◆ **PROVIDED TEXT**
===============

Why does any of this matter? Well, rather than talk about things like micro- and macro-synteny, as Myers and various other do, there is only synteny. This clarifies the terminology a bit. We have a separate term for the conservation of gene order of syntenic genes -- conserved linkage. A uniform and clear vocabulary would make the literature and discussion within the comparative genomics community more precise. Precision is good, right?

Is anyone in the comparative genomics community using this terminology? Yes, there are a few people, but it's a small group that doesn't carry much weight: Drosophila geneticists. But, hey, Drosophilists invented modern genetics, so they are a bit of an authority on the topic. The second sequenced Drosophila genome, that of D. pseudoobscura, provided an opportunity to compare gene order between that species and D. melanogaster (doi:10.1101/gr.3059305). In this paper, the conserved linkage terminology was used.

Okay, but what the heck are syntenic blocks? Yeah, that's a bit of a oddity. It appears that syntenic block has become the term to refer to syntenic genes with conserved linkage. I'd prefer "conserved linkage blocks", but those of us who favor clear terminology may have lost this war. So, it now seems like there are syntenic genes (those found on the same chromosome) and syntenic blocks (groups of syntenic genes found in the same order in the species being compared).

===============

◆ **TASK TO CARRY OUT**
Repeat word for word the stretch of the passage on synteny terminology from "Okay, but what" through "species being compared).". The rows that follow have no connection to the passage on synteny terminology.

Collected data entries:

===============

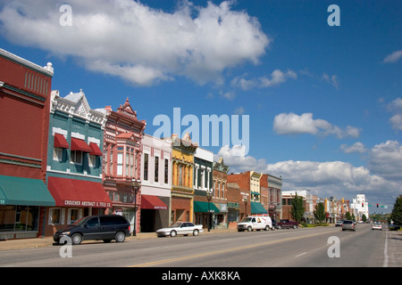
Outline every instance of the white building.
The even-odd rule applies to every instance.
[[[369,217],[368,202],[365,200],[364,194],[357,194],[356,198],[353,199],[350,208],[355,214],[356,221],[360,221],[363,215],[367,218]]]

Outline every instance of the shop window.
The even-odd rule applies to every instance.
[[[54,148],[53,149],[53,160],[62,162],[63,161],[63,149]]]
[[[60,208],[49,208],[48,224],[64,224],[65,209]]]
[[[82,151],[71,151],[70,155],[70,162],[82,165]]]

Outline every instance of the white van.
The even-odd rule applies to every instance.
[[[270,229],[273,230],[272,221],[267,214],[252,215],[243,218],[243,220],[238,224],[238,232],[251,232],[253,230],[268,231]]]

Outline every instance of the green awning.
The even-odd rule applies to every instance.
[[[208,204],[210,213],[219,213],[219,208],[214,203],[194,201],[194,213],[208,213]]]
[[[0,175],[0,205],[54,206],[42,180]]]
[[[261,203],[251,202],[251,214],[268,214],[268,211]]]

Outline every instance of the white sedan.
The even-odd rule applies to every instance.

===============

◆ **THE COMPLETED TASK**
Okay, but what the heck are syntenic blocks? Yeah, that's a bit of a oddity. It appears that syntenic block has become the term to refer to syntenic genes with conserved linkage. I'd prefer "conserved linkage blocks", but those of us who favor clear terminology may have lost this war. So, it now seems like there are syntenic genes (those found on the same chromosome) and syntenic blocks (groups of syntenic genes found in the same order in the species being compared).